SHORT TASK ▸
Extract exactly the range of lines bounded by the line containing "If you could identify the bare" and the final line of the listing, both ends included, and no other lines.

DATA TO USE ▸
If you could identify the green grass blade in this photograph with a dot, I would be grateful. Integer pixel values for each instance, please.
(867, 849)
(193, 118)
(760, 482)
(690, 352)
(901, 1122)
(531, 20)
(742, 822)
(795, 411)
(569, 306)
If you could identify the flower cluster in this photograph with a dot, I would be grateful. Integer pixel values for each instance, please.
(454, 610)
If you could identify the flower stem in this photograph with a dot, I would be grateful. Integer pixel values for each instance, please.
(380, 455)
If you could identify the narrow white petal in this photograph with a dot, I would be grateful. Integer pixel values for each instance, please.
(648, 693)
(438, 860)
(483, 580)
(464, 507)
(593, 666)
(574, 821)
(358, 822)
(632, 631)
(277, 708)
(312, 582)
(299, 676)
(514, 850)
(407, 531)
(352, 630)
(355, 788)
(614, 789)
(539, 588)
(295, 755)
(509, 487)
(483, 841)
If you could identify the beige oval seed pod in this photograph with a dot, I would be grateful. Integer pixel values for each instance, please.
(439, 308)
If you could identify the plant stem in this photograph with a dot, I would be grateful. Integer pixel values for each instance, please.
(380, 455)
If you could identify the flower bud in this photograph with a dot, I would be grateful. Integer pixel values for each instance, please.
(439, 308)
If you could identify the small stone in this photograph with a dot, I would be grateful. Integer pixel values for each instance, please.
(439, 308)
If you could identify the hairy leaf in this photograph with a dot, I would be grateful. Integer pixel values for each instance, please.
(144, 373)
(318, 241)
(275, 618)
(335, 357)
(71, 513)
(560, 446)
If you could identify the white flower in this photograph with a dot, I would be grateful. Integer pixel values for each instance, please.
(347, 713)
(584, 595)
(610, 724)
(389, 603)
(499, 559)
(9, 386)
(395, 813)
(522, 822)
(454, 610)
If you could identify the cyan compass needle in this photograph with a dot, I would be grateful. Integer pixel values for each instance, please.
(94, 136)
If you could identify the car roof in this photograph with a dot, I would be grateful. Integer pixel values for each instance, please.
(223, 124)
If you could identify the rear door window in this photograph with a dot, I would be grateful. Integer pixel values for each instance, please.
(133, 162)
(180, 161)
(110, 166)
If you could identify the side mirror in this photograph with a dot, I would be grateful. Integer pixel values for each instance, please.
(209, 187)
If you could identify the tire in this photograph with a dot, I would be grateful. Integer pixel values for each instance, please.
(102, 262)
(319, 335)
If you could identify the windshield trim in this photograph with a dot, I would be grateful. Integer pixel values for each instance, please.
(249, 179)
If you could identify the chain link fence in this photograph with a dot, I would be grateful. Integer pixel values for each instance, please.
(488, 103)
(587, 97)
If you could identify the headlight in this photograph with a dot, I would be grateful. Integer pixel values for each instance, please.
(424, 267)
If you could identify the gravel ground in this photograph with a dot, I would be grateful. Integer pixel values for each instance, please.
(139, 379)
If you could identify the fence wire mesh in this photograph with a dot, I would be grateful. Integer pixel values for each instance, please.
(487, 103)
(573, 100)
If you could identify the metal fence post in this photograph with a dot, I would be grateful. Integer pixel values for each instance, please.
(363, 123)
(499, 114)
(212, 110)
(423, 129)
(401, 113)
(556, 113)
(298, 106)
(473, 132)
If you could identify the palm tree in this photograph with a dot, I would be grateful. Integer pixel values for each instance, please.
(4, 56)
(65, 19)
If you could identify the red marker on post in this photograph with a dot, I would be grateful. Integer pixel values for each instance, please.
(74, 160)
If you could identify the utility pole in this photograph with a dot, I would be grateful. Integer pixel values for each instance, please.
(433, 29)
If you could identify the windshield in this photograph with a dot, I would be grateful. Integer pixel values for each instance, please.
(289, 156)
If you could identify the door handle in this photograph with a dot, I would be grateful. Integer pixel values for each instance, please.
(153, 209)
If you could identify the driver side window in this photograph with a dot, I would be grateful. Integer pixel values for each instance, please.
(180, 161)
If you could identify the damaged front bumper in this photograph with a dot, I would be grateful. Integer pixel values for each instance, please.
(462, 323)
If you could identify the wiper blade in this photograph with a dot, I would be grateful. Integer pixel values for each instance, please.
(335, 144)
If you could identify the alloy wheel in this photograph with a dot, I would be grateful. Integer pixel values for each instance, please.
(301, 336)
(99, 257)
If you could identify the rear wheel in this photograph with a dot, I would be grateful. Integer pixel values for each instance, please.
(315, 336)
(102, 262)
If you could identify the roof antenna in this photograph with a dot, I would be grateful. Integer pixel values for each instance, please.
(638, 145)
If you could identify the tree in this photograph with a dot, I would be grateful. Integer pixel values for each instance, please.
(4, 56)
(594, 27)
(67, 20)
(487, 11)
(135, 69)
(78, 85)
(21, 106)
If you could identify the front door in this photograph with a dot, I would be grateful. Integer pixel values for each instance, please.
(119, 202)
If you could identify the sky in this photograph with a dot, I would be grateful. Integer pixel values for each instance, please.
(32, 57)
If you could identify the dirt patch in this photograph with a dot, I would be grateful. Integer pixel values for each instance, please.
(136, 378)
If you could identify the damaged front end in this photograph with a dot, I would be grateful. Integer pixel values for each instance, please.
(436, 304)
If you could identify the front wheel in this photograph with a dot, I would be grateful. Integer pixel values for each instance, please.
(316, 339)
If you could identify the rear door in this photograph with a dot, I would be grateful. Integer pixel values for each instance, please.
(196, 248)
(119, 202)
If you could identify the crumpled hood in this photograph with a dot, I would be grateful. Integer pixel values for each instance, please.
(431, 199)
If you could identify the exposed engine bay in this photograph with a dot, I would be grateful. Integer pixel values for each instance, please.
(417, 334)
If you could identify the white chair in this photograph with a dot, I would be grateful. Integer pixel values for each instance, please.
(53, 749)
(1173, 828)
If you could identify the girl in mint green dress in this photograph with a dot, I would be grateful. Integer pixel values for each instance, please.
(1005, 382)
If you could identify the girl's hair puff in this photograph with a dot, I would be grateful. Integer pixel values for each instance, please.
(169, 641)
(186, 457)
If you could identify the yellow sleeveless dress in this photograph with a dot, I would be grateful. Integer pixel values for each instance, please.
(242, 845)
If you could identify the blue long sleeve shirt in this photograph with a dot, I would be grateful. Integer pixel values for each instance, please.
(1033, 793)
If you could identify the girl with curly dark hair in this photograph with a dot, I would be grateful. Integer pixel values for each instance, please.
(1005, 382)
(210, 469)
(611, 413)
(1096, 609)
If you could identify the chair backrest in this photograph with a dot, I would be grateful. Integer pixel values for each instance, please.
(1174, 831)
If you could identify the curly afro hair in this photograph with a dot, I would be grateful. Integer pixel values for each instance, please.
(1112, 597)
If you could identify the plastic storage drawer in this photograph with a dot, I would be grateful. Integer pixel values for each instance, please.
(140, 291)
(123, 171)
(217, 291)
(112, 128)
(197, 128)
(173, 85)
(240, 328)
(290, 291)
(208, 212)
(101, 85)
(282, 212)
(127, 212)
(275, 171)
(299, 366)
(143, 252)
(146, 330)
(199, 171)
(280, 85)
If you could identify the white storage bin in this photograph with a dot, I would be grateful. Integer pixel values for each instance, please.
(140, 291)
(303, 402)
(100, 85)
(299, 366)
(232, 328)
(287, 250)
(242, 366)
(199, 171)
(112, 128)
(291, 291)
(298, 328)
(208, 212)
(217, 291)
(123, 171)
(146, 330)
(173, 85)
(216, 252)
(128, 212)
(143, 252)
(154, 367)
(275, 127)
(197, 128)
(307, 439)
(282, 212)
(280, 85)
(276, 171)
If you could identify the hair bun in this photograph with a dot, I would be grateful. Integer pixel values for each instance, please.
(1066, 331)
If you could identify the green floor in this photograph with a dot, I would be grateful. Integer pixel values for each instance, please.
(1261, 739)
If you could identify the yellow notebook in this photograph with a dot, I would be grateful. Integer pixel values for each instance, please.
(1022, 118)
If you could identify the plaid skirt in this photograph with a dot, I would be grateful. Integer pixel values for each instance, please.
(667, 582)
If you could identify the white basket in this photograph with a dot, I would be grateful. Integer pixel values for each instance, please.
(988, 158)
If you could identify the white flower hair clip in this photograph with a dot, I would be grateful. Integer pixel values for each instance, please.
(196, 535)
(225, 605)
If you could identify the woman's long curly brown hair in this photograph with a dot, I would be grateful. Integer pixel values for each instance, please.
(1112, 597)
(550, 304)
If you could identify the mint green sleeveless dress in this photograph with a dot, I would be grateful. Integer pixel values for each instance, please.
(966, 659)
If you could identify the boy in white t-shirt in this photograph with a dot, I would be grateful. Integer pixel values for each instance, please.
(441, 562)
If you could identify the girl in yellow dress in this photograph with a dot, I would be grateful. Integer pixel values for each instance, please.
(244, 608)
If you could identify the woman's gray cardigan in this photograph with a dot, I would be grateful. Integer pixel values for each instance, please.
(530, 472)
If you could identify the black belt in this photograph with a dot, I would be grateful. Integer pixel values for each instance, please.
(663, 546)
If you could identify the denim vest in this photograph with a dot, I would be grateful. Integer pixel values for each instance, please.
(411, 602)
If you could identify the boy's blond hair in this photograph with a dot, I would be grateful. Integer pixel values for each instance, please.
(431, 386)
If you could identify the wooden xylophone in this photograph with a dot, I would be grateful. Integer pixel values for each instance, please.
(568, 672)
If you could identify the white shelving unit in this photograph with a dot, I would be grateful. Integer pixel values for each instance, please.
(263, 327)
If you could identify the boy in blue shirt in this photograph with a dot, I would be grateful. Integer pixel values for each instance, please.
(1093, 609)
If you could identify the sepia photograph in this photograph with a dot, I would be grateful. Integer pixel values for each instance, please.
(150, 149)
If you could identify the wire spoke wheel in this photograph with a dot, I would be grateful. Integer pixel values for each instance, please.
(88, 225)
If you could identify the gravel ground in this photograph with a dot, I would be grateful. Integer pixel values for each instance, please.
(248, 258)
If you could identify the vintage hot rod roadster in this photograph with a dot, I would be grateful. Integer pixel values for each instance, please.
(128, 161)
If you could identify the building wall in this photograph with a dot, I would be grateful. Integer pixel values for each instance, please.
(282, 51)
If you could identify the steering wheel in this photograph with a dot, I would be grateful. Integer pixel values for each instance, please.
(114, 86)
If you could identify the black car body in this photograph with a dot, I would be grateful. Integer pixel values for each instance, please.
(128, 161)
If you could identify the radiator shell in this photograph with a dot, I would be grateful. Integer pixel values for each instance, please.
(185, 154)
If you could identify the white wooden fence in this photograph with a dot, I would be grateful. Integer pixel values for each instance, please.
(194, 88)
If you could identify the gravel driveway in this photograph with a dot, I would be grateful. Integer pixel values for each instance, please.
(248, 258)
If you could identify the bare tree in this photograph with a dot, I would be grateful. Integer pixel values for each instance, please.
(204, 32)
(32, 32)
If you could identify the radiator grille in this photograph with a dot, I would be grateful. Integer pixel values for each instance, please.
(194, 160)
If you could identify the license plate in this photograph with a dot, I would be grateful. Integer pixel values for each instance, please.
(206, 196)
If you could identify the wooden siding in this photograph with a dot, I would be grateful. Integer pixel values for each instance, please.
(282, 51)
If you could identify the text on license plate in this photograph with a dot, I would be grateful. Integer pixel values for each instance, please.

RESPONSE TO THIS TASK ▸
If you could identify the bare tree in this photograph with a dot, I would be grateful. Integer pixel values for each instance, please.
(204, 32)
(32, 32)
If you could identify the radiator grille in this photograph with a dot, I would be grateful. Integer pixel values for each instance, please.
(194, 160)
If you could identify the license plate in this photograph with a dot, I would be grateful. Integer pixel values for each instance, please.
(206, 196)
If you could identify the wooden siding in this photograph with a dot, I would be grateful. Integer pixel values for each instance, please.
(282, 51)
If you could identify the text on license plate in this photograph with a dot, I would be grateful. Integer pixel values for each instance, please.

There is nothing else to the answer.